◆ Text excerpt:
----

SEPT. 17, 2009 - Rusty Lee of Lee Farms of Truxton, Mo. delivers shares of food from his farm to the Old North Grocery Co-op in north St. Louis. Members of the CSA, or Community Supported Agriculture, purchase shares of the seasonal food grown by Lee and pickup their weekly boxes at the co-op. (Robert Cohen/P-D)
ST. LOUIS POST-DISPATCH

ST. LOUIS — Overalls. Ball cap. Dirty nails. Farmer Rusty Lee cuts a quintessentially rural figure, rounded out with a Southern twang. But the Georgia-raised farmer who grows vegetables on 80 acres west of St. Louis has a particularly urban mission.

Inside a homely brown building on North 13th Street, Lee unloads boxes of squash and Hungarian peppers destined for city dwellers.

"You're not going to have a stable neighborhood," Lee says, standing by the loading dock, "unless you have a stable food source."

So Lee is working with community developers and residents to create that stability by turning the old building, once a horseradish factory, into a cooperative grocery store.


In this neighborhood, residents have few options for fresh, healthy food. A recent trip to the closest market revealed a tired, lonely lemon and a head of lettuce. Next spring, the Old North Grocery Co-Op will offer vegetables, fruits and other products raised by Lee and other area farmers.

At the same time, organizers hope, the store will light an economic spark in the neighborhood by luring visitors and new residents who will join the co-op, thereby investing in the community as they buy their vegetables and bread.

----

◆ Written problem a:
Please translate this sentence from the co-op article into Spanish: "Next spring, the Old North Grocery Co-Op will offer vegetables, fruits and other products raised by Lee and other area farmers."
The co-op article and the listing are unrelated to each other.

◆ Dataset excerpt:

----

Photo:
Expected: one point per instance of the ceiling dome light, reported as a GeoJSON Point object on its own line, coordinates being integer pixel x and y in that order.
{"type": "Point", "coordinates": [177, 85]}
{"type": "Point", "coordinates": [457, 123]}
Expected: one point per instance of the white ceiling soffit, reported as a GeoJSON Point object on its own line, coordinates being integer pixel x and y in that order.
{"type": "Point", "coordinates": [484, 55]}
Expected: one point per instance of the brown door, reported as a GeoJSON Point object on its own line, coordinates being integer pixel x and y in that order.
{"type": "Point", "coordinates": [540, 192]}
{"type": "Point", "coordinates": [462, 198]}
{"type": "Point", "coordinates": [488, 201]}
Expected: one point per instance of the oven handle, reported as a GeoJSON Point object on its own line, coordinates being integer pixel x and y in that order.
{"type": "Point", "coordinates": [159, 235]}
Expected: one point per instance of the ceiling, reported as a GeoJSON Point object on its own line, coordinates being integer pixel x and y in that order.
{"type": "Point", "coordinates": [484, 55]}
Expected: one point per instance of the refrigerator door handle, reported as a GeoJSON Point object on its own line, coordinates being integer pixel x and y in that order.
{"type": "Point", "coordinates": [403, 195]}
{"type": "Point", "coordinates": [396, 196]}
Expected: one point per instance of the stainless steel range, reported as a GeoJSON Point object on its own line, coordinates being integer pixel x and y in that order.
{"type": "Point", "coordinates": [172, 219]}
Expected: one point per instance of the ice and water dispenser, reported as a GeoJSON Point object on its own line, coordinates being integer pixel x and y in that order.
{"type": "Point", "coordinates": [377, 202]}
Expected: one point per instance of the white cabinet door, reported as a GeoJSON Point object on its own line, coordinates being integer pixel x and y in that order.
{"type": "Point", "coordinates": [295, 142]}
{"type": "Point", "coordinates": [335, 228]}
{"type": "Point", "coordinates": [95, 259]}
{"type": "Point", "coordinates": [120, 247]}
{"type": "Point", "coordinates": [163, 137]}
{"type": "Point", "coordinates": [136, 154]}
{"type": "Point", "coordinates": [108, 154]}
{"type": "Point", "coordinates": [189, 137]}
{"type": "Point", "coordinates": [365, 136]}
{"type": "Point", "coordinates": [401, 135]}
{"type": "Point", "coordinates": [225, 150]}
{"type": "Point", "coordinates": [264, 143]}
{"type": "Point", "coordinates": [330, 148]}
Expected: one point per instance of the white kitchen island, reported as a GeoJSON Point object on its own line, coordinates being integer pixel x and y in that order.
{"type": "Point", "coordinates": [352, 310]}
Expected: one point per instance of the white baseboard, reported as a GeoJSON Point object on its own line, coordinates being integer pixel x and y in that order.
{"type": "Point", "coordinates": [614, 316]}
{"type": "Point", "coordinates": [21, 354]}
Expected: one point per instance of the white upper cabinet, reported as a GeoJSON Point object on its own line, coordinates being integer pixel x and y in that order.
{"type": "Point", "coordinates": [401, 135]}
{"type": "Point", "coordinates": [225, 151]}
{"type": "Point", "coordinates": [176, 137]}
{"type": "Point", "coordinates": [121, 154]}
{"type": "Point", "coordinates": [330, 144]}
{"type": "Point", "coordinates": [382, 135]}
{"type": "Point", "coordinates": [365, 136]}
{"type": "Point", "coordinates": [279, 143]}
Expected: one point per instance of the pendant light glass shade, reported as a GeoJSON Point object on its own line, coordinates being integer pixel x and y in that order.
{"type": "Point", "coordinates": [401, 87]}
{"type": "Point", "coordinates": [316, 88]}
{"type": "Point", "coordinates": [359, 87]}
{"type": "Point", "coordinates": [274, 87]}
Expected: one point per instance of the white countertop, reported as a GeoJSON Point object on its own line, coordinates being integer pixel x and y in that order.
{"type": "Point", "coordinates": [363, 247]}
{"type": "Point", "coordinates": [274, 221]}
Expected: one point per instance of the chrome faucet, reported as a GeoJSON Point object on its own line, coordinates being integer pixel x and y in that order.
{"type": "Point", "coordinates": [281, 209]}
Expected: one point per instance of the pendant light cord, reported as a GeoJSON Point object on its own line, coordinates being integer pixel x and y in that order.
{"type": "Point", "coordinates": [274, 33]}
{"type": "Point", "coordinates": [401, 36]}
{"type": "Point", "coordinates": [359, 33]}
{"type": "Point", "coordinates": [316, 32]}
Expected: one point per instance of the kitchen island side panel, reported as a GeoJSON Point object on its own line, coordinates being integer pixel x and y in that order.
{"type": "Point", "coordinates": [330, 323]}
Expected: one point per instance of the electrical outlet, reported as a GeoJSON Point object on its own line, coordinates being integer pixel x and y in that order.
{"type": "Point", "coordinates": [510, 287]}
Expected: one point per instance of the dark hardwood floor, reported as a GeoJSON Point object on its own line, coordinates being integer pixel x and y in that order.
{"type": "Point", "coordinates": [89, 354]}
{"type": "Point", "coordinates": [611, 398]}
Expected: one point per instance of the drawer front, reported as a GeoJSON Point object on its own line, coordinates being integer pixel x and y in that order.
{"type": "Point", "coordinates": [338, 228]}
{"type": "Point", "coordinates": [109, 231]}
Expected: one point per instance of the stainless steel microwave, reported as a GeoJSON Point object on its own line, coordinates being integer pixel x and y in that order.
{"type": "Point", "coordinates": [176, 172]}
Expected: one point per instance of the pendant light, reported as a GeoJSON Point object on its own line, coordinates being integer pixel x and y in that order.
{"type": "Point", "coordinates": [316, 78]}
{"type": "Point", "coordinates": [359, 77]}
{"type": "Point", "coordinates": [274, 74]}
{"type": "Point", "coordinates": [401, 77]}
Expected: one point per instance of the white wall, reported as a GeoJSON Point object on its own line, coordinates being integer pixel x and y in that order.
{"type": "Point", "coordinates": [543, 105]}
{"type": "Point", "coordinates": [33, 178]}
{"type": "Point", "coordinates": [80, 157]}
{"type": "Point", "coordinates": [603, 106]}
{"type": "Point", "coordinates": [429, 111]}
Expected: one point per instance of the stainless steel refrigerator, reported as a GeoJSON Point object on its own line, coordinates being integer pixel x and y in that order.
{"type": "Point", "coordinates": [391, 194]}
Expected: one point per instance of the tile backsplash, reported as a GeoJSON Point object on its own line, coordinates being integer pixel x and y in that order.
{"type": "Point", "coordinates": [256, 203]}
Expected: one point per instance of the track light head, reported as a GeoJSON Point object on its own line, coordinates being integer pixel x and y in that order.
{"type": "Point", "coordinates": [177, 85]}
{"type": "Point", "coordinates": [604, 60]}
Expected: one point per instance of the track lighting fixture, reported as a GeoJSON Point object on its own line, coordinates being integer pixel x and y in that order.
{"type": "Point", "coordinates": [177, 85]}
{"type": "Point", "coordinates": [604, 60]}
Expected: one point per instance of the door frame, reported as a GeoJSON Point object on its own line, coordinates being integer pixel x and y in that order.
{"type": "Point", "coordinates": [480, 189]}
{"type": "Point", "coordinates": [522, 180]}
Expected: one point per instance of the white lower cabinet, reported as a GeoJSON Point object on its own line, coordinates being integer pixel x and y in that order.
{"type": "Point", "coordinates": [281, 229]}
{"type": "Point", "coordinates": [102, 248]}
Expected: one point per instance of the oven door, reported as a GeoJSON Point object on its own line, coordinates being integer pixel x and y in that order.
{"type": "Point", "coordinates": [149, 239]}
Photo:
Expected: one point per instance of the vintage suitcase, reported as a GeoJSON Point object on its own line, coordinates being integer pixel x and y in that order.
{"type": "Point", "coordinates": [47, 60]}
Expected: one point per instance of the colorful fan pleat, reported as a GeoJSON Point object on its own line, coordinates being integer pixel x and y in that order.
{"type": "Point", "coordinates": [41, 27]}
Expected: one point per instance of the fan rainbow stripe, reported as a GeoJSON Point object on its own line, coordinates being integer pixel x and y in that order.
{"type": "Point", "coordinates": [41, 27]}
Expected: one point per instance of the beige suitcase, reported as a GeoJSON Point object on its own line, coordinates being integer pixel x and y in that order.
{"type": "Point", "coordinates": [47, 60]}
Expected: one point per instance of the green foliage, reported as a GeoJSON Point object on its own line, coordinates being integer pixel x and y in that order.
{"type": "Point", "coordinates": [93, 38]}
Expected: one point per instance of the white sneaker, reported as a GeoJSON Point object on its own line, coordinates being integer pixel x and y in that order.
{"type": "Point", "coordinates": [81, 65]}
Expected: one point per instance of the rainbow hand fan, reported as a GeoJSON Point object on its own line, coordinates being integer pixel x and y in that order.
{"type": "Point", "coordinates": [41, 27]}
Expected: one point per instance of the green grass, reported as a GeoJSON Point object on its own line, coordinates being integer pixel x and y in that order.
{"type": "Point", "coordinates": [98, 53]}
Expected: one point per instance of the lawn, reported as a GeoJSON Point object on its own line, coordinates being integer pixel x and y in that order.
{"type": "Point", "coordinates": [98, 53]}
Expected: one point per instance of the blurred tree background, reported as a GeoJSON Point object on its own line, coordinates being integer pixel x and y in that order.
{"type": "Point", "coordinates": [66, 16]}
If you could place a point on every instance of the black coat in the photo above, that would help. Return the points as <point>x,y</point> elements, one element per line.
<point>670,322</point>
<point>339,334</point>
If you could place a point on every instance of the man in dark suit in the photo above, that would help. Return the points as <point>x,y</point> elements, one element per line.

----

◆ Written problem b:
Gather every line of the listing that contains the word "pendant".

◆ Complete output a:
La próxima primavera, la Old North Grocery Co-Op ofrecerá verduras, frutas y otros productos producidos por Lee y otros agricultores de la zona.

◆ Complete output b:
Expected: one point per instance of the pendant light glass shade, reported as a GeoJSON Point object on its own line, coordinates being integer pixel x and y in that order.
Expected: one point per instance of the pendant light cord, reported as a GeoJSON Point object on its own line, coordinates being integer pixel x and y in that order.
Expected: one point per instance of the pendant light, reported as a GeoJSON Point object on its own line, coordinates being integer pixel x and y in that order.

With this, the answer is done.